A guide to Judaism’s most obscure fast day

Does Judaism still speak to our souls, or just to our minds?

Nebuchadnezzar II and the Babylonians lay siege  to Jerusalem and there is famine in the city. Image from Petrus Comestor's

(RNS) — As I was devouring my bagel at breakfast this morning. I stopped midgulp. The pangs of unspeakable guilt assaulted me.

Today is a Jewish fast day.

It is the Tenth of Tevet, and it is a minor fast day in the Jewish calendar.

Today marks the beginning of the siege of Jerusalem by the Babylonians, in 586 BCE.

Oh, c’mon, you are saying. Really? How many destruction of Jewish sovereignty fast days do we need, anyway? OK, sure: You have heard of Tisha B’ Av, which commemorates the destruction of both Temples in Jerusalem.

You might even have heard of the 17th of Tammuz, a few weeks before that, which marks the original breach of the walls of Jerusalem by the Babylonians.

But, sheesh, you are saying to yourself. Really? We needed a whole other fast day to commemorate the beginning of the siege? Isn’t there something a little, well, neurotic about all this?

You might be right.

But, wait. There’s more. There is another reason why the sages proclaimed a fast on the Tenth of Tevet. It might even be a better reason.

According to rabbinic tradition, the other reason for the fast was to commemorate the creation of the Septuagint, the translation of the Torah into Greek, at the command of King Ptolemy.

Wait. Huh? What was that all about?

Here goes.

According to the Talmud, King Ptolemy, who ruled the Ptolamaic (Egyptian) part of the old Greek empire, brought together 72 Jewish sages, put them in separate rooms and decreed they translate the Torah into Greek.

Miraculously, they each came up with the same identical translation.

Think about it: 72 sages sit in 72 separate rooms, and come up with the same translation?

This should be a cause not of a fast, but of a raucous celebration.

Because that was the last time Jews agreed on anything.

But, no. The sages made that act of translation another reason for the fast of the Tenth of Tevet. In their eyes, “the day when the Torah was written in Greek was as unfortunate for Israel as the day of the Golden Calf” (Soferim 1:7).


According to William Kolbrener, the fast was not because of the translation itself, but rather, because of what Ptolemy did with the translation.

He put that translation into the library in Alexandria.

To quote Kolbrener: “Ptolemy gave the Torah the Hellenist version of a Library of Congress call number, and in so doing gave it the same status as other books in the Greek library. ‘Study the Bible in the university library,’ Ptolemy says, ‘but do not learn Torah in the House of Study.’”

Two things here.

First, Ptolemy basically said there is nothing terribly special, or sacred, about the biblical text. It goes into the same library as every other book. As such, it is a matter of choice what books you will read as sources of wisdom.

Exercise requirements
(a) List every person the Tenth of Tevet article mentions by name.
(b) Quote the Tenth of Tevet article word for word, beginning at the words "Oh, c’mon, you" and stopping after the words "a better reason.".
The data that comes after the Tenth of Tevet article isn't needed for anything here.

Supplied data
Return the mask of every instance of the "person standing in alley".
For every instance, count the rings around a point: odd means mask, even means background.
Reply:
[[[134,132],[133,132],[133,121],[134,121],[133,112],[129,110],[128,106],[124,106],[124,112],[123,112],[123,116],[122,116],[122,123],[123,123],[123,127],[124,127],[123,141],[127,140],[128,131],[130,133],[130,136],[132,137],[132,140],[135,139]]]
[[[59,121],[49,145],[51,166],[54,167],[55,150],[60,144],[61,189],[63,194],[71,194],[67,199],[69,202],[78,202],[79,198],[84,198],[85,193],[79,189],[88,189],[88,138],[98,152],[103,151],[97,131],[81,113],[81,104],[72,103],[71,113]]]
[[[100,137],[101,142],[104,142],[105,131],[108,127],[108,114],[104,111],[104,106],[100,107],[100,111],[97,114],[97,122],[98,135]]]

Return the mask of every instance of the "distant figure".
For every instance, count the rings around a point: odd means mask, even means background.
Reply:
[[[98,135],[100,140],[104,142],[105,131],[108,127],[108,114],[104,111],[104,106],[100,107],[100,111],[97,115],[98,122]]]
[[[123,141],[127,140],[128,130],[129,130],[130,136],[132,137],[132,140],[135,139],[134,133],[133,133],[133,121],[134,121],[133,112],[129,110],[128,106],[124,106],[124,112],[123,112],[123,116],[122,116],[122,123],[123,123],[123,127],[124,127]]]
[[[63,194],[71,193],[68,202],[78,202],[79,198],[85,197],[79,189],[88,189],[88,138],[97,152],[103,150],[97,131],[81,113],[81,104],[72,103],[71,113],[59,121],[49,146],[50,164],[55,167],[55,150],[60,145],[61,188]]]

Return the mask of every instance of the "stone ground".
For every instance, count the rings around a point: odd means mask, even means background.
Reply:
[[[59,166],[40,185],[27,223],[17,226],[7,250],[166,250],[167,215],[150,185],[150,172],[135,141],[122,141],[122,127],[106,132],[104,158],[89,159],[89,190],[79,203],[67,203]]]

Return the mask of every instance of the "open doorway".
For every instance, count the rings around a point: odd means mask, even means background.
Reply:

Answers to the exercise
(a)
Nebuchadnezzar II
Petrus Comestor
King Ptolemy
William Kolbrener

(b)
Oh, c’mon, you are saying. Really? How many destruction of Jewish sovereignty fast days do we need, anyway? OK, sure: You have heard of Tisha B’ Av, which commemorates the destruction of both Temples in Jerusalem.

You might even have heard of the 17th of Tammuz, a few weeks before that, which marks the original breach of the walls of Jerusalem by the Babylonians.

But, sheesh, you are saying to yourself. Really? We needed a whole other fast day to commemorate the beginning of the siege? Isn’t there something a little, well, neurotic about all this?

You might be right.

But, wait. There’s more. There is another reason why the sages proclaimed a fast on the Tenth of Tevet. It might even be a better reason.